EXERCISE BRIEF:
Start at the first line below and write out everything verbatim except the pictures.
......
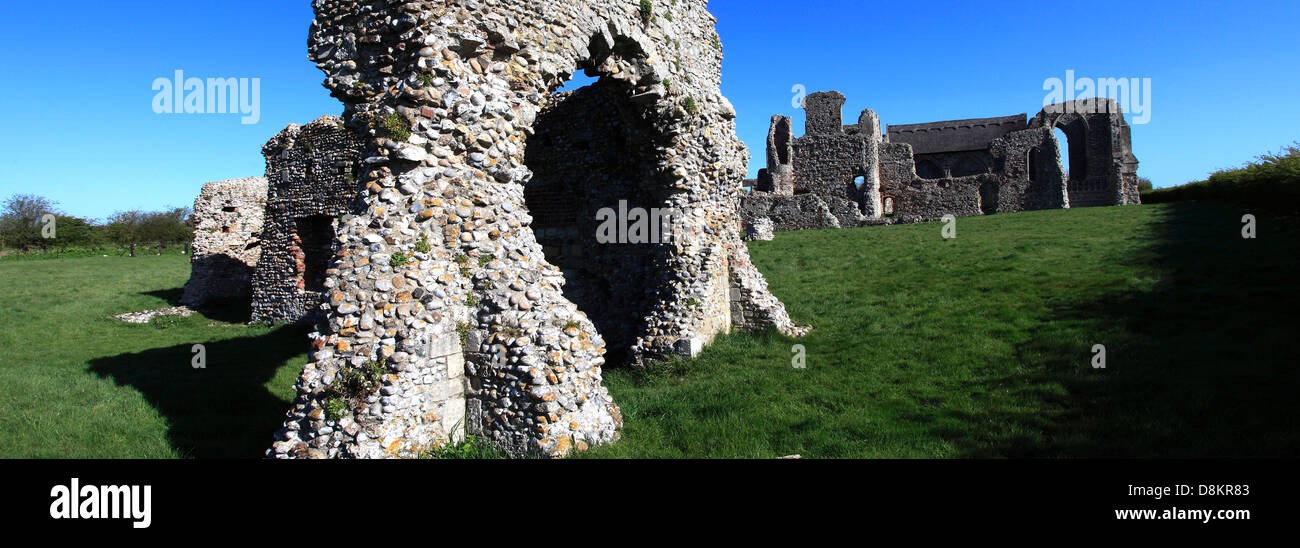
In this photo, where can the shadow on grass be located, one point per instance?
(228, 312)
(222, 411)
(1200, 364)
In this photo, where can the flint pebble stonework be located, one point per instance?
(445, 313)
(923, 172)
(228, 221)
(311, 173)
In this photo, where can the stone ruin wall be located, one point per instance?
(228, 222)
(923, 172)
(441, 253)
(311, 173)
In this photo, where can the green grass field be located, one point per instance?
(924, 347)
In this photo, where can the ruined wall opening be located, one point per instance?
(928, 169)
(988, 198)
(1064, 146)
(593, 196)
(783, 140)
(313, 248)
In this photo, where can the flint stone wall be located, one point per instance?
(962, 168)
(311, 173)
(450, 94)
(228, 222)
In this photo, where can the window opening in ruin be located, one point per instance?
(1031, 162)
(970, 165)
(988, 198)
(615, 170)
(315, 243)
(1064, 143)
(927, 169)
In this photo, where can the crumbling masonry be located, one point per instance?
(445, 311)
(840, 175)
(311, 173)
(228, 221)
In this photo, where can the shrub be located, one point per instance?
(397, 127)
(472, 447)
(1270, 181)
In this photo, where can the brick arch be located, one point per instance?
(442, 242)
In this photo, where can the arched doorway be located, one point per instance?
(593, 156)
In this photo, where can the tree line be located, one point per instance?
(30, 224)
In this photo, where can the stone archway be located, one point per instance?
(441, 272)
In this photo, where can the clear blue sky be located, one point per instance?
(78, 125)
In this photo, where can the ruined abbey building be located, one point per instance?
(228, 222)
(466, 288)
(839, 175)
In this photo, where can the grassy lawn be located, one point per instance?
(77, 383)
(974, 347)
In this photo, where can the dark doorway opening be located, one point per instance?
(313, 239)
(593, 153)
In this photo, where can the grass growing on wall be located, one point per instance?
(975, 347)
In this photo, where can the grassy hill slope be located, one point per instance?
(924, 347)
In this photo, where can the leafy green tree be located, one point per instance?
(20, 221)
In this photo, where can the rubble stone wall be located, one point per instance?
(961, 168)
(441, 253)
(311, 173)
(228, 222)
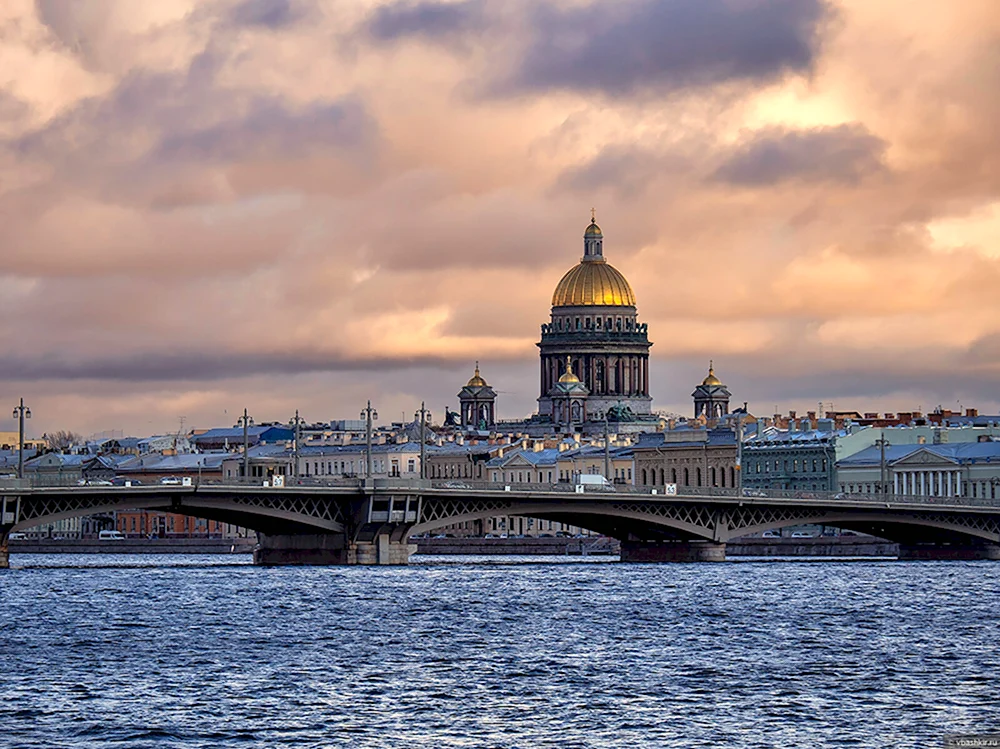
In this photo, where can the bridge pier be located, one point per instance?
(329, 549)
(381, 550)
(673, 551)
(941, 552)
(306, 548)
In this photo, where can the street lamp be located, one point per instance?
(882, 443)
(369, 413)
(247, 421)
(607, 449)
(422, 415)
(21, 412)
(296, 422)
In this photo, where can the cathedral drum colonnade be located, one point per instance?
(594, 342)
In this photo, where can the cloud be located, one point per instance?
(845, 153)
(431, 20)
(272, 14)
(619, 48)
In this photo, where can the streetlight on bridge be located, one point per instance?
(368, 413)
(422, 415)
(21, 412)
(296, 422)
(247, 421)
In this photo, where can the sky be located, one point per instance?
(211, 205)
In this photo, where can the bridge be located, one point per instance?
(343, 521)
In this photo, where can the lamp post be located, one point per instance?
(739, 451)
(21, 412)
(296, 422)
(247, 421)
(422, 415)
(882, 443)
(607, 449)
(368, 414)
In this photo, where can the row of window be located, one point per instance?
(976, 489)
(593, 323)
(794, 466)
(717, 477)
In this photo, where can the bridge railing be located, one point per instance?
(459, 485)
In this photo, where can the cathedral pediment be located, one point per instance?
(924, 457)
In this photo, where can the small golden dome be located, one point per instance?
(476, 380)
(593, 283)
(568, 375)
(711, 379)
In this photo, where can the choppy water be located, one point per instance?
(190, 652)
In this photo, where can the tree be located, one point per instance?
(61, 440)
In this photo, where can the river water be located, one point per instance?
(193, 651)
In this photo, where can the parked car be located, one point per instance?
(594, 481)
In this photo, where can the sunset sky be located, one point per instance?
(283, 204)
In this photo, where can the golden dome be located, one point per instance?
(568, 375)
(711, 379)
(593, 283)
(476, 380)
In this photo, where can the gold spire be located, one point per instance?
(711, 379)
(593, 229)
(568, 375)
(476, 380)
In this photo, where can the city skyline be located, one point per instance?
(286, 206)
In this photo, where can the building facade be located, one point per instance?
(703, 458)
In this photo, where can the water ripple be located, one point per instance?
(190, 652)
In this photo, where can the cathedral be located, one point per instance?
(593, 361)
(594, 351)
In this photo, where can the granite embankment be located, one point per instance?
(133, 546)
(828, 546)
(852, 546)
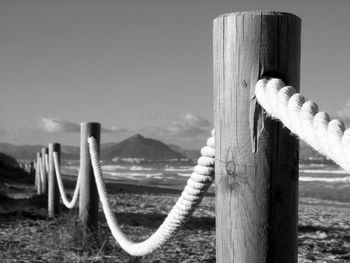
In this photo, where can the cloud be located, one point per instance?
(56, 125)
(52, 125)
(114, 129)
(188, 129)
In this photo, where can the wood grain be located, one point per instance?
(44, 184)
(256, 164)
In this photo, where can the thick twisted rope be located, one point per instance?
(197, 186)
(302, 118)
(72, 203)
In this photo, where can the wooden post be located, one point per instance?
(44, 151)
(38, 174)
(53, 195)
(256, 163)
(88, 196)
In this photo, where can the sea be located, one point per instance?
(175, 173)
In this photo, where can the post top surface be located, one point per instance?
(258, 13)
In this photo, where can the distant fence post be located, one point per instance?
(38, 174)
(88, 196)
(256, 167)
(53, 195)
(44, 151)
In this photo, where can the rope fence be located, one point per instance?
(253, 157)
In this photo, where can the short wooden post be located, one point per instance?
(53, 194)
(38, 174)
(256, 165)
(44, 151)
(88, 196)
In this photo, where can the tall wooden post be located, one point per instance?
(53, 194)
(88, 196)
(44, 151)
(256, 162)
(38, 174)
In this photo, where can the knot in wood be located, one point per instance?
(231, 168)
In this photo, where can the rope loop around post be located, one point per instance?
(66, 202)
(303, 118)
(197, 185)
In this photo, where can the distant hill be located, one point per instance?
(28, 152)
(190, 154)
(10, 171)
(7, 161)
(134, 147)
(140, 147)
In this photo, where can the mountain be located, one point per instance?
(10, 171)
(190, 154)
(7, 161)
(140, 147)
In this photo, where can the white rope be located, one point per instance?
(302, 118)
(72, 203)
(191, 196)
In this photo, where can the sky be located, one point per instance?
(142, 66)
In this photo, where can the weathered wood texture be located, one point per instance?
(53, 194)
(88, 196)
(44, 183)
(256, 162)
(38, 174)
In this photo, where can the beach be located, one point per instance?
(141, 206)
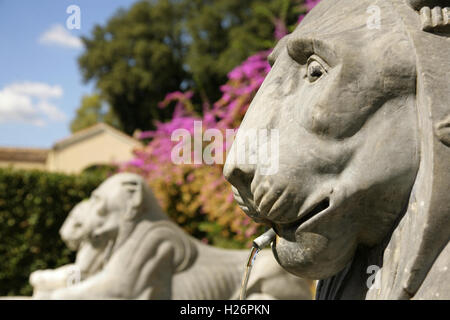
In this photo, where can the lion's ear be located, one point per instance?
(135, 192)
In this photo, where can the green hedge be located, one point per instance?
(33, 206)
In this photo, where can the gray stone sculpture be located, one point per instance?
(363, 116)
(129, 249)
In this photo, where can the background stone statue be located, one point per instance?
(129, 249)
(363, 116)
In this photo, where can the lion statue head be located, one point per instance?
(354, 109)
(75, 228)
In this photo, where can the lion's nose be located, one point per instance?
(238, 175)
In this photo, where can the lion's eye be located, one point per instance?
(315, 70)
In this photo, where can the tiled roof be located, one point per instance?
(23, 154)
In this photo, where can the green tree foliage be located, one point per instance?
(33, 206)
(92, 111)
(226, 32)
(161, 46)
(134, 62)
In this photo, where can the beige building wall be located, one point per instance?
(105, 147)
(23, 165)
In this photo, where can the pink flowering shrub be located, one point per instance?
(197, 196)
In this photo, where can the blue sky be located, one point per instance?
(40, 83)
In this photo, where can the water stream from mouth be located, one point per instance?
(248, 270)
(259, 243)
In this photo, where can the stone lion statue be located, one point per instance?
(90, 254)
(362, 111)
(129, 249)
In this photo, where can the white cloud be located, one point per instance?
(58, 35)
(36, 89)
(27, 102)
(51, 111)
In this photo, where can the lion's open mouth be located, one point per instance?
(288, 230)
......
OUTPUT OF THE TASK:
In this photo, where can the shadow on grass be located, one point per instance?
(228, 312)
(222, 411)
(1200, 364)
In this photo, where can the flint pebble stonework be located, one point per instance?
(445, 313)
(923, 172)
(228, 221)
(311, 173)
In this photo, where can the stone ruin wall be located, one point per instance?
(228, 222)
(923, 172)
(441, 253)
(311, 173)
In this photo, where can the green grass field be located, one point per instance?
(924, 347)
In this photo, where can the ruined wall opening be located, one point per instance?
(928, 169)
(988, 198)
(1064, 146)
(593, 196)
(783, 140)
(313, 248)
In this photo, where can the flint stone wall be located, one point per instance?
(962, 168)
(311, 173)
(450, 94)
(228, 222)
In this photo, where can the window opening in ruin be located, one point per instance?
(1031, 162)
(970, 165)
(988, 198)
(615, 170)
(315, 243)
(1064, 143)
(927, 169)
In this photo, where can the crumbling masonry be located, one point per instance?
(445, 311)
(840, 175)
(311, 173)
(228, 221)
In this photo, where can the shrub be located, one point per instance?
(397, 127)
(472, 447)
(1270, 181)
In this photo, where can the brick arch be located, one point per instance?
(442, 242)
In this photo, where can the arched doorway be located, one point per instance?
(593, 156)
In this photo, where can the tree line be located, one point per instance?
(30, 224)
In this photo, where can the stone archway be located, one point per instance?
(441, 272)
In this photo, where can the clear blue sky be located, one point per instance?
(78, 125)
In this photo, where can the ruined abbey building be located, one point per instance?
(228, 222)
(466, 288)
(839, 175)
In this photo, where can the grassy lawn be located, one point per instance?
(77, 383)
(974, 347)
In this photo, where can the dark doorway opening be located, one point per instance?
(313, 239)
(593, 153)
In this photo, where can the grass growing on wall be located, one point per instance?
(975, 347)
In this photo, where can the grassy hill slope be located, one point per instance?
(924, 347)
In this photo, where can the leafy green tree be located, one point per instance?
(20, 221)
In this photo, where can the rubble stone wall be located, one point per instance?
(961, 168)
(441, 253)
(311, 173)
(228, 222)
In this photo, where can the bridge pier be located, one point per instance?
(329, 549)
(381, 550)
(673, 551)
(941, 552)
(306, 548)
In this photo, where can the street lamp be located, one point per instance?
(882, 443)
(369, 413)
(247, 421)
(607, 449)
(422, 415)
(21, 412)
(296, 422)
In this photo, where can the cathedral drum colonnade be located, one point per instance?
(594, 342)
In this photo, where can the cloud be located, one point per instance?
(845, 153)
(431, 20)
(272, 14)
(619, 48)
In this photo, where can the streetlight on bridge be located, one point per instance?
(368, 413)
(422, 415)
(21, 412)
(296, 422)
(247, 421)
In this photo, where can the sky be located, one point per instance?
(211, 205)
In this photo, where can the bridge be located, one point per instance?
(343, 521)
In this photo, where can the lamp post be located, one point per instance?
(739, 451)
(21, 412)
(296, 422)
(247, 421)
(422, 415)
(882, 443)
(607, 449)
(368, 414)
In this photo, where can the row of window be located, one point per instance?
(976, 489)
(593, 323)
(794, 466)
(717, 477)
In this photo, where can the bridge railing be located, one point per instance?
(459, 485)
In this photo, where can the cathedral pediment be located, one point per instance?
(924, 457)
In this photo, where can the small golden dome be located, one point per instance?
(476, 380)
(593, 283)
(568, 375)
(711, 379)
In this photo, where can the choppy water be located, one point per instance?
(190, 652)
In this photo, where can the tree be located, one point per instance?
(61, 440)
In this photo, where can the river water be located, one point per instance?
(193, 651)
In this photo, where can the parked car be located, one point per instance?
(594, 481)
In this photo, where can the sunset sky be located, one point per instance?
(283, 204)
In this photo, where can the golden dome be located, one point per instance?
(568, 375)
(711, 379)
(593, 283)
(476, 380)
In this photo, where can the gold spire be located, one point per instance?
(711, 379)
(593, 229)
(568, 375)
(476, 380)
In this photo, where can the city skyline be located, one point per instance?
(286, 206)
In this photo, where can the building facade be located, one point per instance?
(703, 458)
In this photo, where can the water ripple be located, one point per instance?
(190, 652)
In this photo, where can the cathedral be located, one point per instance?
(593, 361)
(594, 351)
In this photo, where can the granite embankment be located, one point per instance?
(133, 546)
(828, 546)
(852, 546)
In this photo, where can the cloud be located, one point per instance?
(56, 125)
(52, 125)
(114, 129)
(188, 129)
In this photo, where can the wood grain be located, one point per instance?
(44, 184)
(256, 164)
In this photo, where can the thick twisted rope be located, one point per instance?
(197, 186)
(302, 118)
(72, 203)
In this photo, where can the wooden post be located, one point per instance?
(44, 151)
(38, 174)
(53, 195)
(256, 163)
(88, 196)
In this photo, where can the sea be located, one point per instance?
(175, 173)
In this photo, where can the post top surface be located, one point per instance?
(258, 13)
In this photo, where can the distant fence post be located, one point per instance?
(38, 174)
(88, 196)
(256, 167)
(53, 195)
(44, 151)
In this photo, where can the rope fence be located, one point per instance?
(253, 157)
In this photo, where can the short wooden post be located, one point per instance?
(53, 194)
(38, 174)
(256, 165)
(44, 151)
(88, 196)
In this photo, where can the tall wooden post be located, one point per instance?
(53, 194)
(88, 196)
(44, 151)
(256, 162)
(38, 174)
In this photo, where can the knot in wood be located, one point per instance?
(231, 168)
In this photo, where can the rope loop around post be located, one point per instance?
(66, 202)
(303, 118)
(197, 185)
In this photo, where can the distant hill be located, one point per instance?
(28, 152)
(190, 154)
(10, 171)
(7, 161)
(134, 147)
(140, 147)
In this photo, where can the mountain be located, one point per instance?
(10, 171)
(190, 154)
(7, 161)
(140, 147)
In this photo, where can the white rope be located, one point per instance?
(302, 118)
(72, 203)
(191, 196)
In this photo, where can the sky be located, one point per instance?
(142, 66)
In this photo, where can the weathered wood texture be located, one point per instance?
(53, 194)
(88, 196)
(44, 183)
(256, 162)
(38, 174)
In this photo, where can the beach be located, one point per instance?
(141, 206)
In this photo, where can the lion's ear be located, one point per instance?
(135, 192)
In this photo, where can the green hedge be located, one point per instance?
(33, 206)
In this photo, where can the gray stone sculpture be located, one point per instance?
(363, 116)
(129, 249)
In this photo, where can the background stone statue be located, one point per instance?
(129, 249)
(363, 116)
In this photo, where can the lion statue head be located, one point per instance?
(354, 109)
(75, 228)
In this photo, where can the lion's nose be located, one point per instance?
(238, 175)
In this photo, where can the lion's eye be located, one point per instance?
(315, 70)
In this photo, where can the tiled roof be located, one point per instance?
(23, 154)
In this photo, where can the green tree foliage be located, one point per instance?
(33, 206)
(92, 111)
(226, 32)
(161, 46)
(134, 62)
In this photo, where can the beige building wall be located, one point per instance?
(105, 147)
(23, 165)
In this photo, where can the pink flowering shrub be located, one point per instance?
(197, 196)
In this photo, where can the blue sky be located, one point per instance?
(40, 83)
In this photo, where can the water stream from mouth be located, one point per instance?
(248, 270)
(259, 243)
In this photo, where can the stone lion statue be located, one point per instance?
(90, 254)
(362, 111)
(129, 249)
In this photo, where can the white cloud be located, one point per instance?
(58, 35)
(36, 89)
(27, 102)
(51, 111)
In this photo, where can the lion's open mouth be located, one point per instance?
(288, 230)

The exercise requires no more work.